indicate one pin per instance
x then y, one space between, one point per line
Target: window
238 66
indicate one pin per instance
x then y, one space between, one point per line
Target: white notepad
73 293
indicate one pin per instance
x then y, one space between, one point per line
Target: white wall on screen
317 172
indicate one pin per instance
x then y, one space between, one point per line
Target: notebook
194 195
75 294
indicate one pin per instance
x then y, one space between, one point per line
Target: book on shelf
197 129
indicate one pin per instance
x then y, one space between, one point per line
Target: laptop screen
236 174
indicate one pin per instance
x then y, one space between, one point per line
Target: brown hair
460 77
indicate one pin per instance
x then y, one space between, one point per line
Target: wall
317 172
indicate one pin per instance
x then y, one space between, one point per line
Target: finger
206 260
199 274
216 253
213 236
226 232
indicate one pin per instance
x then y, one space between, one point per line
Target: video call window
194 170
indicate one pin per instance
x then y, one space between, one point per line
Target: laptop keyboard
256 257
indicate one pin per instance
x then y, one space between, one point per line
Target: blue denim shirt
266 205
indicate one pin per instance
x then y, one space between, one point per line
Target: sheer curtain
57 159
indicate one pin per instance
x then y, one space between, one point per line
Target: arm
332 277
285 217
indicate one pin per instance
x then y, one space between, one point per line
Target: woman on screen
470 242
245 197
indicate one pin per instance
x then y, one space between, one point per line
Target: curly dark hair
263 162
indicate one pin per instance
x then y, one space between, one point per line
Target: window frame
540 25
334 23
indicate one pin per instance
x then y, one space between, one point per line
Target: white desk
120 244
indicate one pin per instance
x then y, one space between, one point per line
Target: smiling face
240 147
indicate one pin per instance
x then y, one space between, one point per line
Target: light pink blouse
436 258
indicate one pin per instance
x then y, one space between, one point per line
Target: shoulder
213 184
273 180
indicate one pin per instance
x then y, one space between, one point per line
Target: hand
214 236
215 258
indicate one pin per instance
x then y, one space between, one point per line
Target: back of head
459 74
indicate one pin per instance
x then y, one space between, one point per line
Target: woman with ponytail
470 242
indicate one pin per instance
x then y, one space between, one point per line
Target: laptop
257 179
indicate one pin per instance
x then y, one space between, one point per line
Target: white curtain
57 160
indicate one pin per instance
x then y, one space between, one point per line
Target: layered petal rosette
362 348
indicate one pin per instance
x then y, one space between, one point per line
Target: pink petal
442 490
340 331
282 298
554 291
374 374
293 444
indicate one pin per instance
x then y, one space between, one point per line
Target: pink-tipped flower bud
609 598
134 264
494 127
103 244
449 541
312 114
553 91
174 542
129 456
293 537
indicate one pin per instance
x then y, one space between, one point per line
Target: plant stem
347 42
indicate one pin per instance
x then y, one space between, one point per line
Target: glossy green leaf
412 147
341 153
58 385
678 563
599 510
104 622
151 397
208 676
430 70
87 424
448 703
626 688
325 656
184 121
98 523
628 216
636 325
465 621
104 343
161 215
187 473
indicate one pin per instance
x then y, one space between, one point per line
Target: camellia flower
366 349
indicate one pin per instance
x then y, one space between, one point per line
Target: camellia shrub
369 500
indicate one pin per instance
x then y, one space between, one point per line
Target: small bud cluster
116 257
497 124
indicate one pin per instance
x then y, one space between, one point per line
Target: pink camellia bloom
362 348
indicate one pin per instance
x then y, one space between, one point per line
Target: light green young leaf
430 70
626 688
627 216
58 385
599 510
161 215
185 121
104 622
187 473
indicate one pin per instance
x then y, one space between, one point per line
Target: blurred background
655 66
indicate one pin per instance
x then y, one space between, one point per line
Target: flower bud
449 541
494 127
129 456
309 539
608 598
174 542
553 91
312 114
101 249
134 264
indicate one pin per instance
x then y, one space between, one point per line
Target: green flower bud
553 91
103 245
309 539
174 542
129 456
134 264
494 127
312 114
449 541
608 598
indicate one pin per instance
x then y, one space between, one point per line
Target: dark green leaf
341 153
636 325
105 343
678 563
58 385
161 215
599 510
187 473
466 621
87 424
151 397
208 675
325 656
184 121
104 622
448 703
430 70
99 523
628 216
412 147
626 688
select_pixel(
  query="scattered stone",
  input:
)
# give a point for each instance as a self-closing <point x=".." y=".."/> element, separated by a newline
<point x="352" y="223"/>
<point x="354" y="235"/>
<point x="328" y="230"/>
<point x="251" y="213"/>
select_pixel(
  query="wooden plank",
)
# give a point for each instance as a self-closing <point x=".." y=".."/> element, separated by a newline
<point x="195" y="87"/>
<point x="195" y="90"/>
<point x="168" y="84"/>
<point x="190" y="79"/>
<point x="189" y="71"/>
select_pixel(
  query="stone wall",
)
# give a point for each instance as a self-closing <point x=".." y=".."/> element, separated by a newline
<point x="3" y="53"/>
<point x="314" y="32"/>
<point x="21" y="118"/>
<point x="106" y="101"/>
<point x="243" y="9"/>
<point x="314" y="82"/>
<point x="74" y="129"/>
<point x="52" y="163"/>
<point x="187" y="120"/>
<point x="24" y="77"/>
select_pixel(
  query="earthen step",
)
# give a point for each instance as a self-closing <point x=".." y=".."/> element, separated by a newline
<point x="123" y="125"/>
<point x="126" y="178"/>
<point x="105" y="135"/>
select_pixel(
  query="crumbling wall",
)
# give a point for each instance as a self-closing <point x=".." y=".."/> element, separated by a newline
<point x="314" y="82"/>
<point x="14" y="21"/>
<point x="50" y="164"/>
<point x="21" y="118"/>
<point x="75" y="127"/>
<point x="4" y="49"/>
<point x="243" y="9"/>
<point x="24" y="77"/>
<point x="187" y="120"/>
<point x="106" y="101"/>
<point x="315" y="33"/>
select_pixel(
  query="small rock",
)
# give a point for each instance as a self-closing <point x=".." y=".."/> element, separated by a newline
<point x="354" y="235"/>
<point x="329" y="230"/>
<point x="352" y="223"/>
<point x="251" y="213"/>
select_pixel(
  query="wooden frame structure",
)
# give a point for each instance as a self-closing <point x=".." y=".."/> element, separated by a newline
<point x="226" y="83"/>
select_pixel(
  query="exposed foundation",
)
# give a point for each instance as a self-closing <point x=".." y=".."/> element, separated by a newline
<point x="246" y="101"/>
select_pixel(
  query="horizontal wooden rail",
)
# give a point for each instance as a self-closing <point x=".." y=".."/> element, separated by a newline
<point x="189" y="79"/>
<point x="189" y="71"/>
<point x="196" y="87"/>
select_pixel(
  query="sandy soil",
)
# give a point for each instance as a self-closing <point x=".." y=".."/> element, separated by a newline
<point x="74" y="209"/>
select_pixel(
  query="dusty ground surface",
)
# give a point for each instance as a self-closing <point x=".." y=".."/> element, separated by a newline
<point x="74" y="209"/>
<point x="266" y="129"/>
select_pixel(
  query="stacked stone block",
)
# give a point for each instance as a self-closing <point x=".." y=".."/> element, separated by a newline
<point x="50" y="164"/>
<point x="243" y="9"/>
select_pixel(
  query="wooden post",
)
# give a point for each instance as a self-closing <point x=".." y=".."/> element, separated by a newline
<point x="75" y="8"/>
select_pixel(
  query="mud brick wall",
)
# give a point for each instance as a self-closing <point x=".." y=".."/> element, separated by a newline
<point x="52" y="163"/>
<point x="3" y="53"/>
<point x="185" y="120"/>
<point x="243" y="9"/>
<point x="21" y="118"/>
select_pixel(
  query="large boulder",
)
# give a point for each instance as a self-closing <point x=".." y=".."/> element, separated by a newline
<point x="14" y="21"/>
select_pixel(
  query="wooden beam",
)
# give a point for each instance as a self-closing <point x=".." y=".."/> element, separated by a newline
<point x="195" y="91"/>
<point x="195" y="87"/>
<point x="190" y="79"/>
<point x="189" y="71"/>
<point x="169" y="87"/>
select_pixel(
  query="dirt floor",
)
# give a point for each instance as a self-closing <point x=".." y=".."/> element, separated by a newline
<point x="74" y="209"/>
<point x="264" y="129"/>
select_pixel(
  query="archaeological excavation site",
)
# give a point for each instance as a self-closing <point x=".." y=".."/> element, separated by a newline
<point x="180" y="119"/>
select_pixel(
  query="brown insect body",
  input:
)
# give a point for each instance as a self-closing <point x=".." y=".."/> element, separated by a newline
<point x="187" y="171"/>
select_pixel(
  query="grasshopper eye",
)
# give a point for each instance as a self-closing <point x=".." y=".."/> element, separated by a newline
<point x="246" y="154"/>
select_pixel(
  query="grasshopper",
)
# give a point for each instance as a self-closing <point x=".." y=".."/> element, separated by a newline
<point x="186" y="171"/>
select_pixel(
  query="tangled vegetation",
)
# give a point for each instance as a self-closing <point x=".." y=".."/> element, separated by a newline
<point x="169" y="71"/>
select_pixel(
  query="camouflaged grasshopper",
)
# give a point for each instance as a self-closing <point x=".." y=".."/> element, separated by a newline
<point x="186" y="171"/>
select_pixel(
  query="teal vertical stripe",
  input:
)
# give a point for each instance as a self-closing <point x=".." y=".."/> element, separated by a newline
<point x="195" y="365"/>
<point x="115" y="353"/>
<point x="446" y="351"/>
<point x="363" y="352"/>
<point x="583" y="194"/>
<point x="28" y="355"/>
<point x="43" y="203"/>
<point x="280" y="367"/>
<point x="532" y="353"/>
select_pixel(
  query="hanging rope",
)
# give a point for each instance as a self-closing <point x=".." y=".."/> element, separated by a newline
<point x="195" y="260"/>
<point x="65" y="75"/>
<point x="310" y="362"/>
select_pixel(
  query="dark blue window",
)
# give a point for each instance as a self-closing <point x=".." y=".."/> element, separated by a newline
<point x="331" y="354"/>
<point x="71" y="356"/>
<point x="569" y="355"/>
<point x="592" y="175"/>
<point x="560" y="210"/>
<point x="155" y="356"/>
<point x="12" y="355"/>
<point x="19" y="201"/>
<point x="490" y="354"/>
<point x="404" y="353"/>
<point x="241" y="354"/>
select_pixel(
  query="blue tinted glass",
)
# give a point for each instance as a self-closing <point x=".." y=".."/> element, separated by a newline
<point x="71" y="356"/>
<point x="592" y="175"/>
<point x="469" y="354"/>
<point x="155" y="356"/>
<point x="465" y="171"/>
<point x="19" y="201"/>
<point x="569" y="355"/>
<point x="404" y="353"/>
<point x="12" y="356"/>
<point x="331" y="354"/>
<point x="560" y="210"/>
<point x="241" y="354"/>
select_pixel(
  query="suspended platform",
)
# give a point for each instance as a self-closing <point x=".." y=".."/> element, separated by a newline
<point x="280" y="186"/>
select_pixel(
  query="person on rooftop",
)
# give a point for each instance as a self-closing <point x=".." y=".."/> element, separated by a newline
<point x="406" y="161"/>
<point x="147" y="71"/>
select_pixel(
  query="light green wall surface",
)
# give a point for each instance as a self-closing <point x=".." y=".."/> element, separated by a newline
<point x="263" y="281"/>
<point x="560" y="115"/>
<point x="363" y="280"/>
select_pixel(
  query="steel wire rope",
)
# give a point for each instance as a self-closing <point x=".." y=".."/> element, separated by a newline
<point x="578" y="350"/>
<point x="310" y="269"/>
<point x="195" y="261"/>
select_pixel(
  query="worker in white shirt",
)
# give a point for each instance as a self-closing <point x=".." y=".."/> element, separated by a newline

____________

(What to do):
Report each line in the rows above that contains the string "surface", copying every such line in full.

(Right answer):
  query="dusty ground surface",
  query="light green wall surface",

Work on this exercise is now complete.